* start Dataset *

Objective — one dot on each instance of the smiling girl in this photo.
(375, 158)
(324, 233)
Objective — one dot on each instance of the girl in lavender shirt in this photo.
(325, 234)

* end Dataset *

■ Written instruction
Turn the lines of the entries into a Markdown table with the columns Row and Line, starting with the line containing "Objective — one dot on each instance of the girl" and going on through the last line of the entries, and leave out blank lines.

■ Task solution
| Row | Line |
|---|---|
| 1 | Objective — one dot on each instance of the girl in lavender shirt in this photo. |
| 2 | (325, 234) |